» PROVIDED TEXT:
"""

Now i need ’redis’ and ’plivo’ gems for my new plugin. So need to add the same in the Gemfile. Once the gems are added in to the Gemfile, we need to do a ”bundle install” to install all the necessary gems. The path for the Chatfile can be mentioned in ”bin/robut” file. Now before starting robut we need to add the basic HipChat settings ie, jabberid, nick, password and room. Now wen eed to create a plugin to use with robut. The default plugins are available in ”lib/robut/plugin/” folder. Below is the plugin which i created for making Text To Speech calls.

require 'json'
require 'timeout'
require 'securerandom'
require 'plivo'
require 'redis'

class Robut::Plugin::Call
  include Robut::Plugin

  def usage
    "#{at_nick} call <number> <message> "
  end

  def handle(time, sender_nick, message)
    new_msg = message.split(' ')
    if sent_to_me?(message) && new_msg[1] == 'call'
    num = new_msg[2]
    textt = message.split(' ').drop(3).join(' ')
      begin
        reply("Calling #{num}")
        plivo_auth_id = "XXXXXXXXXXXXXXXXX"
        plivo_auth_token = "XXXXXXXXXXXXXXXXX"
        uuid = SecureRandom.hex
        r = Redis.new(:host => "redis_host", :port => redis_port, :password => "redis_port")
        temp = {
               'text' => "#{textt}"

"""

» STATED EXERCISE A:
Answer these questions on the robut text:
(i) Which two gems does the new plugin need?
(ii) Which HipChat settings must be added before robut is started?
(iii) In which folder are the default plugins kept?
» STATED EXERCISE B: Can you write out, word for word, the part of the robut text that opens with the words containing "Now i need ’redis’" and closes with "To Speech calls."?
The material below the robut text comes from a separate source.

» GIVEN INFORMATION:
"""

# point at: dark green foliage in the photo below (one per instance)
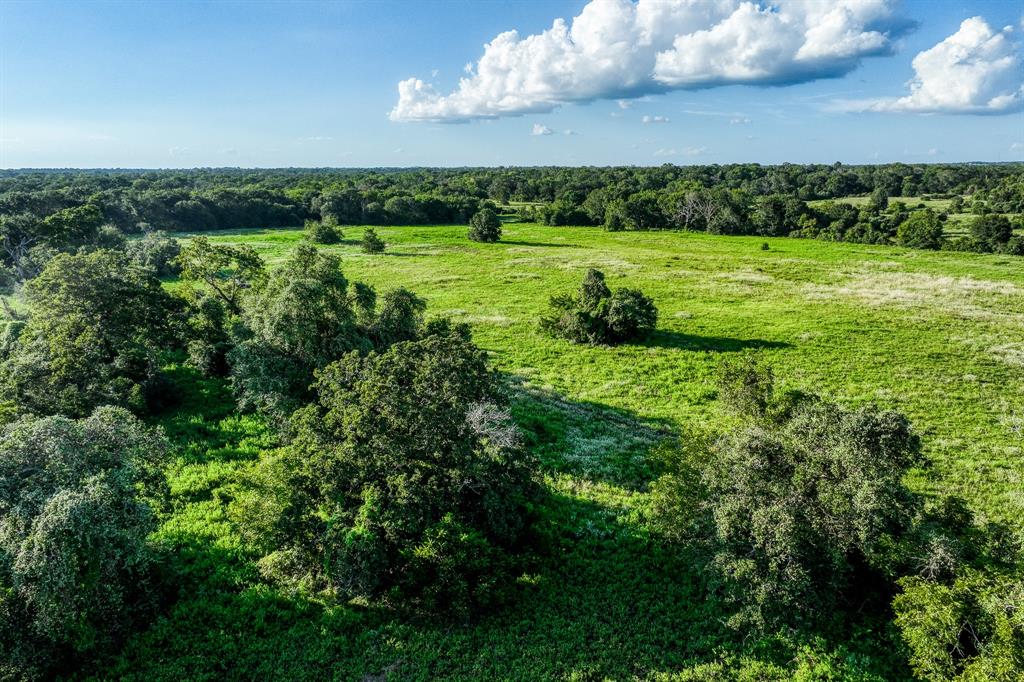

"""

» RIGHT ANSWER A:
(i) The 'redis' and 'plivo' gems.
(ii) The jabberid, nick, password and room.
(iii) The "lib/robut/plugin/" folder.

» RIGHT ANSWER B:
Now i need ’redis’ and ’plivo’ gems for my new plugin. So need to add the same in the Gemfile. Once the gems are added in to the Gemfile, we need to do a ”bundle install” to install all the necessary gems. The path for the Chatfile can be mentioned in ”bin/robut” file. Now before starting robut we need to add the basic HipChat settings ie, jabberid, nick, password and room. Now wen eed to create a plugin to use with robut. The default plugins are available in ”lib/robut/plugin/” folder. Below is the plugin which i created for making Text To Speech calls.